Reputation: 14611

Apache Beam framework - sort in descending order

How do you sort in descending order using the Apache Beam framework?

I managed to create a word count pipeline which sorts alphabetically the output by word, but did not figure out how to invert the sorting order.

Here is the code:

public class SortedWordCount {

    public static void main(String[] args) {
        PipelineOptions options = PipelineOptionsFactory.create();
        Pipeline p = Pipeline.create(options);

        BufferedExternalSorter.Options options1 = BufferedExternalSorter.options();

        p.apply(TextIO.read().from("d:/dev/playground/apache/beam/word-count-beam/src/test/resources/bible/whole_bible.txt"))
                .apply("ExtractWords", ParDo.of(new DoFn<String, String>() {
                    @ProcessElement
                    public void processElement(ProcessContext c) {
                        for (String word : c.element().split(ExampleUtils.TOKENIZER_PATTERN)) {
                            if (!word.isEmpty()) {
                                c.output(word);
                            }
                        }
                    }
                }))
                .apply(Count.perElement())
                .apply(ParDo.of(new DoFn<KV<String, Long>, KV<String, Long>>() {
                    @ProcessElement
                    public void processElement(ProcessContext c){
                        KV<String, Long> element = c.element();
                        if(element.getKey().length() > 2) {
                            c.output(element);
                        }
                    }
                }))
                .apply("CreateKey", MapElements.via(new SimpleFunction<KV<String, Long>, KV<String, KV<String, Long>>>() {
                    public KV<String, KV<String, Long>> apply(KV<String, Long> input) {
                        return KV.of("sort", KV.of(input.getKey().toLowerCase(), input.getValue()));
                    }
                }))
                .apply(GroupByKey.create())
                .apply(SortValues.create(options1))
                .apply("FormatResults", MapElements.via(new SimpleFunction<KV<String, Iterable<KV<String, Long>>>, String>() {
                    @Override
                    public String apply(KV<String, Iterable<KV<String, Long>>> input) {
                        return StreamSupport.stream(input.getValue().spliterator(), false)
                                .map(value -> String.format("%20s: %s", value.getKey(), value.getValue()))

**Instructions to follow:**
Write out the Apache Beam thread word for word, starting at "Reputation: 14611" and ending at "the sorting order.". The lines that come next are separate material with no tie to the Apache Beam thread.

**Data listing:**
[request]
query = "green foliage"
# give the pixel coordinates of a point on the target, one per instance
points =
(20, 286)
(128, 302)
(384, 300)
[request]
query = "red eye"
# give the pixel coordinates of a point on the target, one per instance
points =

**Full response:**
Reputation: 14611

Apache Beam framework - sort in descending order

How do you sort in descending order using the Apache Beam framework?

I managed to create a word count pipeline which sorts alphabetically the output by word, but did not figure out how to invert the sorting order.